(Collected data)
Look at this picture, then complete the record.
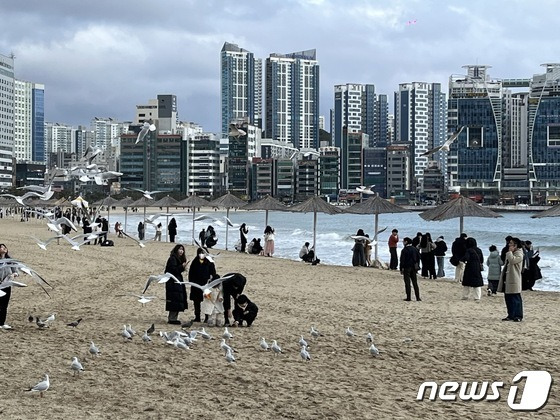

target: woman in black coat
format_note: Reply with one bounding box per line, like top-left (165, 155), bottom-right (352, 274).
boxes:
top-left (164, 244), bottom-right (189, 324)
top-left (188, 248), bottom-right (217, 322)
top-left (168, 218), bottom-right (178, 243)
top-left (461, 237), bottom-right (484, 301)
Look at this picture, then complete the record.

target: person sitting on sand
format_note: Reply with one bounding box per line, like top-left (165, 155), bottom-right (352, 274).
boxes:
top-left (232, 294), bottom-right (258, 327)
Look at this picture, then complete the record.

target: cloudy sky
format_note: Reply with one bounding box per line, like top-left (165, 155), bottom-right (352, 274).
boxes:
top-left (2, 0), bottom-right (557, 132)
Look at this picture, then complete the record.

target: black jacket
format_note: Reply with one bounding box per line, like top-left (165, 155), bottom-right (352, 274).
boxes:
top-left (188, 258), bottom-right (217, 302)
top-left (164, 254), bottom-right (187, 312)
top-left (400, 245), bottom-right (420, 270)
top-left (434, 240), bottom-right (448, 257)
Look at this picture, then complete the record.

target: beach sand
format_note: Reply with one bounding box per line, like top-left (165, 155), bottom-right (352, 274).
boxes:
top-left (0, 216), bottom-right (558, 419)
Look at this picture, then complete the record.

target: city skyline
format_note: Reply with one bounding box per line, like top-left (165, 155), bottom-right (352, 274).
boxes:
top-left (2, 0), bottom-right (557, 132)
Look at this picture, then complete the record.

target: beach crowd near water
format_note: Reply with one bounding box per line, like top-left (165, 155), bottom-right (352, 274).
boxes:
top-left (0, 204), bottom-right (559, 418)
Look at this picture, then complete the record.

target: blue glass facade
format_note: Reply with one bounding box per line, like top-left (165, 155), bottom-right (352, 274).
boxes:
top-left (530, 96), bottom-right (560, 181)
top-left (32, 87), bottom-right (45, 162)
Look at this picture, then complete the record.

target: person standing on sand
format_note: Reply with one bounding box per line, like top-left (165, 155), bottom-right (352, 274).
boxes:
top-left (263, 226), bottom-right (275, 257)
top-left (434, 236), bottom-right (448, 278)
top-left (399, 237), bottom-right (421, 301)
top-left (188, 247), bottom-right (217, 323)
top-left (239, 223), bottom-right (249, 253)
top-left (164, 244), bottom-right (189, 325)
top-left (388, 229), bottom-right (399, 270)
top-left (460, 237), bottom-right (484, 302)
top-left (0, 244), bottom-right (19, 329)
top-left (497, 237), bottom-right (524, 322)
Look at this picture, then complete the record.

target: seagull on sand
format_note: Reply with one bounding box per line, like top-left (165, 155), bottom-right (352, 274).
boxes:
top-left (142, 331), bottom-right (152, 343)
top-left (89, 342), bottom-right (100, 357)
top-left (198, 327), bottom-right (213, 340)
top-left (300, 346), bottom-right (311, 361)
top-left (146, 323), bottom-right (155, 335)
top-left (369, 343), bottom-right (380, 357)
top-left (121, 325), bottom-right (133, 340)
top-left (421, 125), bottom-right (466, 157)
top-left (225, 348), bottom-right (236, 363)
top-left (136, 121), bottom-right (157, 144)
top-left (27, 374), bottom-right (50, 397)
top-left (126, 324), bottom-right (136, 337)
top-left (259, 337), bottom-right (270, 351)
top-left (345, 327), bottom-right (356, 338)
top-left (70, 357), bottom-right (84, 376)
top-left (310, 326), bottom-right (324, 338)
top-left (222, 327), bottom-right (234, 340)
top-left (271, 340), bottom-right (283, 355)
top-left (220, 339), bottom-right (237, 355)
top-left (366, 332), bottom-right (374, 343)
top-left (298, 336), bottom-right (309, 348)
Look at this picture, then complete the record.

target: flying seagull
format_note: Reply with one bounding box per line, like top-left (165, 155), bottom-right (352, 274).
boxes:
top-left (142, 272), bottom-right (181, 294)
top-left (355, 185), bottom-right (376, 195)
top-left (421, 125), bottom-right (466, 157)
top-left (127, 188), bottom-right (163, 200)
top-left (136, 121), bottom-right (156, 144)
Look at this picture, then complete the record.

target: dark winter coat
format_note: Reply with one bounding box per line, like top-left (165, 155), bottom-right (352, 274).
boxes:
top-left (434, 240), bottom-right (448, 257)
top-left (222, 273), bottom-right (247, 312)
top-left (461, 242), bottom-right (484, 287)
top-left (188, 258), bottom-right (217, 302)
top-left (450, 237), bottom-right (467, 265)
top-left (164, 254), bottom-right (187, 312)
top-left (399, 244), bottom-right (420, 270)
top-left (168, 219), bottom-right (177, 236)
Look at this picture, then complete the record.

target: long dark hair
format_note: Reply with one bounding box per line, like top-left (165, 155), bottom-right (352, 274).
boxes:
top-left (0, 243), bottom-right (10, 259)
top-left (264, 225), bottom-right (274, 234)
top-left (170, 244), bottom-right (186, 263)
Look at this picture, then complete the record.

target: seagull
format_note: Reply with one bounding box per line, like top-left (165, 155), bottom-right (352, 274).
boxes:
top-left (142, 331), bottom-right (152, 343)
top-left (421, 125), bottom-right (466, 157)
top-left (345, 327), bottom-right (356, 338)
top-left (44, 313), bottom-right (55, 323)
top-left (126, 324), bottom-right (136, 337)
top-left (46, 217), bottom-right (78, 234)
top-left (144, 213), bottom-right (163, 225)
top-left (369, 343), bottom-right (380, 357)
top-left (0, 259), bottom-right (53, 296)
top-left (136, 121), bottom-right (157, 144)
top-left (300, 346), bottom-right (311, 361)
top-left (121, 231), bottom-right (147, 248)
top-left (121, 325), bottom-right (133, 340)
top-left (146, 323), bottom-right (155, 335)
top-left (121, 293), bottom-right (157, 306)
top-left (259, 337), bottom-right (270, 351)
top-left (70, 357), bottom-right (84, 376)
top-left (142, 272), bottom-right (181, 294)
top-left (298, 336), bottom-right (309, 348)
top-left (228, 123), bottom-right (247, 137)
top-left (83, 145), bottom-right (103, 165)
top-left (222, 327), bottom-right (233, 340)
top-left (67, 318), bottom-right (82, 328)
top-left (128, 188), bottom-right (163, 200)
top-left (89, 341), bottom-right (100, 357)
top-left (198, 327), bottom-right (213, 340)
top-left (59, 234), bottom-right (92, 251)
top-left (28, 235), bottom-right (62, 250)
top-left (356, 185), bottom-right (376, 195)
top-left (27, 374), bottom-right (49, 397)
top-left (225, 348), bottom-right (236, 363)
top-left (0, 191), bottom-right (41, 206)
top-left (310, 326), bottom-right (324, 338)
top-left (366, 332), bottom-right (374, 343)
top-left (179, 273), bottom-right (235, 293)
top-left (271, 340), bottom-right (283, 355)
top-left (403, 337), bottom-right (414, 344)
top-left (220, 338), bottom-right (237, 355)
top-left (0, 277), bottom-right (28, 297)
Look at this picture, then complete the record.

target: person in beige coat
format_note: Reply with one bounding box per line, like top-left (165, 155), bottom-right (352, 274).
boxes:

- **EXERCISE BRIEF**:
Every line in the records that holds the word "sand" should be copied into the answer.

- **YOUR SOLUTION**:
target: person sitting on sand
target: beach sand
target: person standing on sand
target: seagull on sand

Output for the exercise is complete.